▶ [Document passage]:
Adelman (1984) stated that the crude oil market is “like the world ocean, one great pool”. According to Adelman, crude oil can flow to places where the supply is scarcest and subsequently, the price the highest.

The flow of crude oil, is not necessarily a physical flow, it also can be effectuated by, for instance, swaps.

The ‘one great pool’ claim has been cited numerous of times in the recent literature, as well as confirmed by data analysis. For example by Fattouh (2010), using a two-regime threshold autoregressive process (testing a set of sub-systems in one autoregressive model) to test the differentials amongst seven types of crude oil.

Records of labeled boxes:
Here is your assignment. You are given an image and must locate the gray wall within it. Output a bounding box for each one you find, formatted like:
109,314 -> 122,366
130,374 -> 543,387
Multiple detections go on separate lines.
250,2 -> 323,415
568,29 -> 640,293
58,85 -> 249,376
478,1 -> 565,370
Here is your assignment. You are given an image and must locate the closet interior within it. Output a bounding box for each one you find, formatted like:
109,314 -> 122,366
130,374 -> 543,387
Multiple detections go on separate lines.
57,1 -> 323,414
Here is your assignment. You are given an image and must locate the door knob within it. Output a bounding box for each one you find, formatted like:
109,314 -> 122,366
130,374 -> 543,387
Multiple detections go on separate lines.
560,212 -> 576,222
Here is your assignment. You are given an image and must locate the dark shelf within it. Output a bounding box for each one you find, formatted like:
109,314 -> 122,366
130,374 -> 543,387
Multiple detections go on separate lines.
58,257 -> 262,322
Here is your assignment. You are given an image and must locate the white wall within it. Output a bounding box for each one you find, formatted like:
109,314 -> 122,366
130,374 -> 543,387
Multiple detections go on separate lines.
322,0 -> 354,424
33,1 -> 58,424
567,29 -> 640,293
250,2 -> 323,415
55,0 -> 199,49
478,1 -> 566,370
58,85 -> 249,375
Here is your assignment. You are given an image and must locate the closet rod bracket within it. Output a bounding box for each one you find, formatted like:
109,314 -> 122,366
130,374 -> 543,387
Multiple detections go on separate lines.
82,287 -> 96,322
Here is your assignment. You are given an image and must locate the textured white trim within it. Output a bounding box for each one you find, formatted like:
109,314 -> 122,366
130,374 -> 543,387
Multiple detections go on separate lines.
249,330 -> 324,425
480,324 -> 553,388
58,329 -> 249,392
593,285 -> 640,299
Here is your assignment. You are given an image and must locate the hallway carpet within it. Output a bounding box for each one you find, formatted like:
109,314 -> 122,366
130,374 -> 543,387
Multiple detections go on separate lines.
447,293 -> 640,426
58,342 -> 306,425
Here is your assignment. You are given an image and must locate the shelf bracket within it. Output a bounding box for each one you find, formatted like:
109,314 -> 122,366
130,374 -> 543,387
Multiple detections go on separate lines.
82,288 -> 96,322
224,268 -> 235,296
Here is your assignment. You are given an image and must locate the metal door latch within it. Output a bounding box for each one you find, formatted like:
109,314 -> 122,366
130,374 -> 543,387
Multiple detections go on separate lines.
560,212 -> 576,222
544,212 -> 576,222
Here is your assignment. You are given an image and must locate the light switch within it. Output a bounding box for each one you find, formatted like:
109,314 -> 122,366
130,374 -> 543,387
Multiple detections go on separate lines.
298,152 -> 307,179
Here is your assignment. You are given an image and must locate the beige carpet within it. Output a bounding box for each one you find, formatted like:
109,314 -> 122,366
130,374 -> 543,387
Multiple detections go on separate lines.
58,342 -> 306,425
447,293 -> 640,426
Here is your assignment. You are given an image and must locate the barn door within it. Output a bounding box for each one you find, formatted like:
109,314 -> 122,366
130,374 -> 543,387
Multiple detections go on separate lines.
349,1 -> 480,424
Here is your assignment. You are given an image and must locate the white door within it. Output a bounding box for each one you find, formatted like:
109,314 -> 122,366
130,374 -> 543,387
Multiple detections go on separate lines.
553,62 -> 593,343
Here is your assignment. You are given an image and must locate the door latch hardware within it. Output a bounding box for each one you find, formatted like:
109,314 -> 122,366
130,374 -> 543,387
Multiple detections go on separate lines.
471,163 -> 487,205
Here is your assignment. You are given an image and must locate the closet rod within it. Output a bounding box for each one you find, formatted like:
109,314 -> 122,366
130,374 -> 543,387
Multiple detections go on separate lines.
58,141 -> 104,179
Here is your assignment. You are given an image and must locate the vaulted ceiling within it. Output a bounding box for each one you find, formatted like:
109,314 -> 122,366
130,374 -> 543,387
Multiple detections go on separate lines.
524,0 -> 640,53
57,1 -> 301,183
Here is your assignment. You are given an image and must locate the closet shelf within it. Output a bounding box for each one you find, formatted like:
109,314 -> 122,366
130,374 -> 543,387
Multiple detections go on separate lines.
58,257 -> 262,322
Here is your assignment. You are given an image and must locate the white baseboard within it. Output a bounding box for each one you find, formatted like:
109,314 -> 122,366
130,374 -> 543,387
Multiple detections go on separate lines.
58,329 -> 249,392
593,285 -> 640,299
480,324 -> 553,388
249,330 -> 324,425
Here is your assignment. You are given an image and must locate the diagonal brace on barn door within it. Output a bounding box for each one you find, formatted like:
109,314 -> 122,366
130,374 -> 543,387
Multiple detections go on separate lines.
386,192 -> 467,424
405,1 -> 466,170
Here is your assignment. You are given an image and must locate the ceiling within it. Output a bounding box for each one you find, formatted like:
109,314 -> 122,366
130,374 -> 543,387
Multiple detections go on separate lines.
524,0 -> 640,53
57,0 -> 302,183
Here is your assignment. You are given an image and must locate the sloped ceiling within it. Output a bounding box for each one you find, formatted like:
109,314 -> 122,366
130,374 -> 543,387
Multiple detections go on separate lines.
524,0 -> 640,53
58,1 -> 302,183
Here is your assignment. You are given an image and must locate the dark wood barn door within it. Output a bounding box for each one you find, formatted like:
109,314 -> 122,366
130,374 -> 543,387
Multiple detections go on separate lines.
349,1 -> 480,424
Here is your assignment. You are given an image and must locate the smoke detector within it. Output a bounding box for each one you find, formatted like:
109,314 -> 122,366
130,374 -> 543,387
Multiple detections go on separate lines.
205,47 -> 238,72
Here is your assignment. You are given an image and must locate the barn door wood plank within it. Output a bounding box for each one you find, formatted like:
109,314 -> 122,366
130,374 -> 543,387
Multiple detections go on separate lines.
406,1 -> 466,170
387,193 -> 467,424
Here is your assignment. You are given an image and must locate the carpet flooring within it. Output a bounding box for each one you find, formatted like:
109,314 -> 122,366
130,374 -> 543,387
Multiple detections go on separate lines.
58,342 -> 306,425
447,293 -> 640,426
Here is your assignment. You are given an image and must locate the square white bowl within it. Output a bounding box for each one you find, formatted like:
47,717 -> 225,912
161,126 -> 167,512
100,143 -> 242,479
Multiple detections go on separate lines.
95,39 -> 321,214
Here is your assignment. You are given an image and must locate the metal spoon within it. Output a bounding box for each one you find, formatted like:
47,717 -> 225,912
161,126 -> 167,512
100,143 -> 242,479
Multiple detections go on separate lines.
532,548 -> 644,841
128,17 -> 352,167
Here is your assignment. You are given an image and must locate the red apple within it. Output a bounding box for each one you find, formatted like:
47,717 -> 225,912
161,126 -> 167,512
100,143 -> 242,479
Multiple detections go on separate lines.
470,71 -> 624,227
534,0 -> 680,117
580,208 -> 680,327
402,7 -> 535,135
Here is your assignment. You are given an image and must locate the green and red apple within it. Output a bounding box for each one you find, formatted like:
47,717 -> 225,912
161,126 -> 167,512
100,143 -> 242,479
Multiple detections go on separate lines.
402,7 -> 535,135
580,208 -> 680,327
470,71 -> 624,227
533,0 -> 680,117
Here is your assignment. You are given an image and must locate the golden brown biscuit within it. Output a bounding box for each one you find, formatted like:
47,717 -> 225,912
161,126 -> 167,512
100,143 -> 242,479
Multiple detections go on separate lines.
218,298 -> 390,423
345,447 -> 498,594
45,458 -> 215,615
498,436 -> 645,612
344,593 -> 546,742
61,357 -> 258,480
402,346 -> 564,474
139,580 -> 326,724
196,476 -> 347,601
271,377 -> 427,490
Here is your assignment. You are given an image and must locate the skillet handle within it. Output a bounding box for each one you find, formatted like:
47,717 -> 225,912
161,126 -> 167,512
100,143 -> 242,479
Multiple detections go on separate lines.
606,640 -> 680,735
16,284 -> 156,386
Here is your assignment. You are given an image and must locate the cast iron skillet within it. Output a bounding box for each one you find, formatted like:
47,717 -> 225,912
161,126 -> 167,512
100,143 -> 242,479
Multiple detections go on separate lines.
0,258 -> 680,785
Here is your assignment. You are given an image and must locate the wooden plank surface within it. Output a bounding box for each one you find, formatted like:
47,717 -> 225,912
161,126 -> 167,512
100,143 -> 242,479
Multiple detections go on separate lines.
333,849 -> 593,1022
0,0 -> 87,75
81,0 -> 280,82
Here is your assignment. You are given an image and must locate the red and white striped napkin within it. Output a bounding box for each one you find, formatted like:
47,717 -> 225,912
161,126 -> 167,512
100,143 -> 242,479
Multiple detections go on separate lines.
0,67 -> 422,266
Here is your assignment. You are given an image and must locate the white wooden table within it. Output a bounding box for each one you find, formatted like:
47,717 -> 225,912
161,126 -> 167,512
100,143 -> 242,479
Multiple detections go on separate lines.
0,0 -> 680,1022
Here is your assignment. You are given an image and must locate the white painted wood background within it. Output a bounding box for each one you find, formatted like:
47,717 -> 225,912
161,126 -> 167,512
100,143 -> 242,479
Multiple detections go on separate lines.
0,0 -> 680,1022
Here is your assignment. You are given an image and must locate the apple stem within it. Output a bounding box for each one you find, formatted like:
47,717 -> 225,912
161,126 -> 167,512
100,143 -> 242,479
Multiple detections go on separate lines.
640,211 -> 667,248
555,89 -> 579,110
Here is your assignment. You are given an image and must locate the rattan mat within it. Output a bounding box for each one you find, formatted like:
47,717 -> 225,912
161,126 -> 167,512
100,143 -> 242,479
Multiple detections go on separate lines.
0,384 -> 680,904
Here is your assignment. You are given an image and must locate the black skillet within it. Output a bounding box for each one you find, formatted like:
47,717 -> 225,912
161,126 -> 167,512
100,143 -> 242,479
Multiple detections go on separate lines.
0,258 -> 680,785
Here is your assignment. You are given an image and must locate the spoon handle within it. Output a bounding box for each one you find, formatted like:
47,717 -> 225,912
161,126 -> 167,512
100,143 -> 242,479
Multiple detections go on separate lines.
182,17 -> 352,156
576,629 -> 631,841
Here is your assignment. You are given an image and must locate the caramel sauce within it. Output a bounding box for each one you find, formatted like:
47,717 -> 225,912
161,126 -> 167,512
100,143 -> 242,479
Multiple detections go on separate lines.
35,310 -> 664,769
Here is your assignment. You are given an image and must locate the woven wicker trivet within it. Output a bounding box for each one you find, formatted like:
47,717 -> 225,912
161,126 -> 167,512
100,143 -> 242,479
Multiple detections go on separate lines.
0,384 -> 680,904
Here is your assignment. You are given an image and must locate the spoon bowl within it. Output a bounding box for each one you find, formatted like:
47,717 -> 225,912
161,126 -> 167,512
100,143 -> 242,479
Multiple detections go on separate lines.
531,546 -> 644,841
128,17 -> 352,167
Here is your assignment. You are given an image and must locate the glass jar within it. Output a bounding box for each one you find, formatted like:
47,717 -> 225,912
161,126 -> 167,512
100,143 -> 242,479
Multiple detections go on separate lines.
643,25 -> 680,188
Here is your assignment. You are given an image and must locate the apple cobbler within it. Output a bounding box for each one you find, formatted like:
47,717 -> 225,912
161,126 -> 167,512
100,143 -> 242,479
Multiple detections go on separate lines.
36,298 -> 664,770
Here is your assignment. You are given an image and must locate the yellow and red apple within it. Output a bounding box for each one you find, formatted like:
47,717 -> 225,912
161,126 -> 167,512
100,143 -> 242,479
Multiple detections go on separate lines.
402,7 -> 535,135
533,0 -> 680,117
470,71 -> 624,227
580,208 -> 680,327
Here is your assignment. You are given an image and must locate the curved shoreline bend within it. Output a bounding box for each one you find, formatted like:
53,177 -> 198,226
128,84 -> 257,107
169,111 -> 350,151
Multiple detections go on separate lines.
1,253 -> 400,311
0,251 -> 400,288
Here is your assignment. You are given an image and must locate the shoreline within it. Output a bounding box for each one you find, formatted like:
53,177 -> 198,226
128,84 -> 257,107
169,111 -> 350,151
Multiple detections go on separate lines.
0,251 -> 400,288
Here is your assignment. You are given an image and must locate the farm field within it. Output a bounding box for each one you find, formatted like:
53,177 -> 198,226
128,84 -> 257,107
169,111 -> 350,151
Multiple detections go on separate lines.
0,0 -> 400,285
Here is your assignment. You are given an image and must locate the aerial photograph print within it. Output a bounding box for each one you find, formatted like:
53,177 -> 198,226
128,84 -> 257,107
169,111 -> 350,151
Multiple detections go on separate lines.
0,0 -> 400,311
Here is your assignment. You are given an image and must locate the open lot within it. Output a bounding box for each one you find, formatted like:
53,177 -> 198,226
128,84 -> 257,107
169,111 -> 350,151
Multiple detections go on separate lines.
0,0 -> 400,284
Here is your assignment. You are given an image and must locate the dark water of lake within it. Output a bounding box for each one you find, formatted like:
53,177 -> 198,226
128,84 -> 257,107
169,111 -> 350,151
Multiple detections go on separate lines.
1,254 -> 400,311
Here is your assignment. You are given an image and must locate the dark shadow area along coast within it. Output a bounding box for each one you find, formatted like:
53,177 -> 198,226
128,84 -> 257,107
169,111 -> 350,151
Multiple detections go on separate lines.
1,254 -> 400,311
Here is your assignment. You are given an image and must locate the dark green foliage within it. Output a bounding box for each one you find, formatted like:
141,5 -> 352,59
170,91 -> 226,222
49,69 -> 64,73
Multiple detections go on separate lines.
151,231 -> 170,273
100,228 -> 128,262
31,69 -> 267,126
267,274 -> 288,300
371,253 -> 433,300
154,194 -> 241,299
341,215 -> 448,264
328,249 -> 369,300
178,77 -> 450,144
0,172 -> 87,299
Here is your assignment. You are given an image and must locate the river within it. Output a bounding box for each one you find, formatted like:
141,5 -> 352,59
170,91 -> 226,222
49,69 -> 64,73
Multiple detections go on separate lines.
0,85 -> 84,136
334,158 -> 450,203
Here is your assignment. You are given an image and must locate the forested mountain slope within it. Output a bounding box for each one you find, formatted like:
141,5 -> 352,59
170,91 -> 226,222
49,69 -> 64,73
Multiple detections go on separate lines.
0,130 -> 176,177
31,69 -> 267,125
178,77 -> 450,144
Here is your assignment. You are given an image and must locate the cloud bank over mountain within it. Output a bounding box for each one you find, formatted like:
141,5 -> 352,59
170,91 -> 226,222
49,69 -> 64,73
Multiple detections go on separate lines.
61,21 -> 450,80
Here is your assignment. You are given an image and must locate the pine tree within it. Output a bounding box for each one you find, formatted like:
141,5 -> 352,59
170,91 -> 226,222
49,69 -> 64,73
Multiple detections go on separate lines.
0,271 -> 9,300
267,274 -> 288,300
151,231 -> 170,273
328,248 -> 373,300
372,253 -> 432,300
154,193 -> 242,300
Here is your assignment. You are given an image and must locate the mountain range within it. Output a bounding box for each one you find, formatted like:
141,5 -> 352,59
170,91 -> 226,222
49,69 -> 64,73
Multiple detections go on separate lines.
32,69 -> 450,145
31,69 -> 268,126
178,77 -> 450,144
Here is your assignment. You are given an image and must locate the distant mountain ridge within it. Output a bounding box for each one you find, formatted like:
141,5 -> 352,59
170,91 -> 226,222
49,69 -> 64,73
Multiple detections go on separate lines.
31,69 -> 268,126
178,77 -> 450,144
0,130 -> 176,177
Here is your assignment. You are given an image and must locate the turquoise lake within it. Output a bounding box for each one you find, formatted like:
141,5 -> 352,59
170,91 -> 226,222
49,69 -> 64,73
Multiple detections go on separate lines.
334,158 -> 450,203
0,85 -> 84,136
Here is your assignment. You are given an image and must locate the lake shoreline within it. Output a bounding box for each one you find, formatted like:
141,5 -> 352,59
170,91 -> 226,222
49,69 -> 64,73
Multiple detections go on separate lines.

▶ [To be done]:
Continue the passage on the "one great pool" view of the crude oil market, starting after its final sentence.

▶ [Exercise answer]:
Fattouh (2010) finds strong evidence for stationarity in the price differentials between the crudes. Also, Fattouh finds no threshold in effects in the three (WTI –Brent, WTI –Dubai and WTI-Sahara) crude

differentials. The absence of threshold effects can be the result of two things. Firstly, that deviations from a long-run equilibrium are quickly restored through arbitraging via the futures markets and that no specific regimes a present. Secondly, similar crudes are less likely to face refining difficulties, since their (chemical) properties are alike. Refining bottlenecks occur mainly between crudes that are dissimilar in their

properties. Other crude differentials, with crudes which are not similar in quality, with the exception of the Maya – Lloyd blend differential (both are heavy crudes) do show threshold effects. Geman (2005) notes that sweet and light crudes are traded at a premium over more sour and/or heavier crudes. Some critical notes are placed by Fattouh (2010), that crude oil prices are seemingly linked. This means that, at a very general level the world crude oil market is ‘one great pool’. Also, “oil markets are not necessarily integrated in every time period (…)” (p. 334, Fattouh 2010). His critiques on the ‘one great pool’ notion are supported by a study performed by Weiner (1991). Weiner uses relatively basic methods to test if the claim by Adelman is correct. Using correlation and regression on the price adjustment between regions he concludes that the world crude oil is not a unified market, but has more characteristics that would suggest regionalization.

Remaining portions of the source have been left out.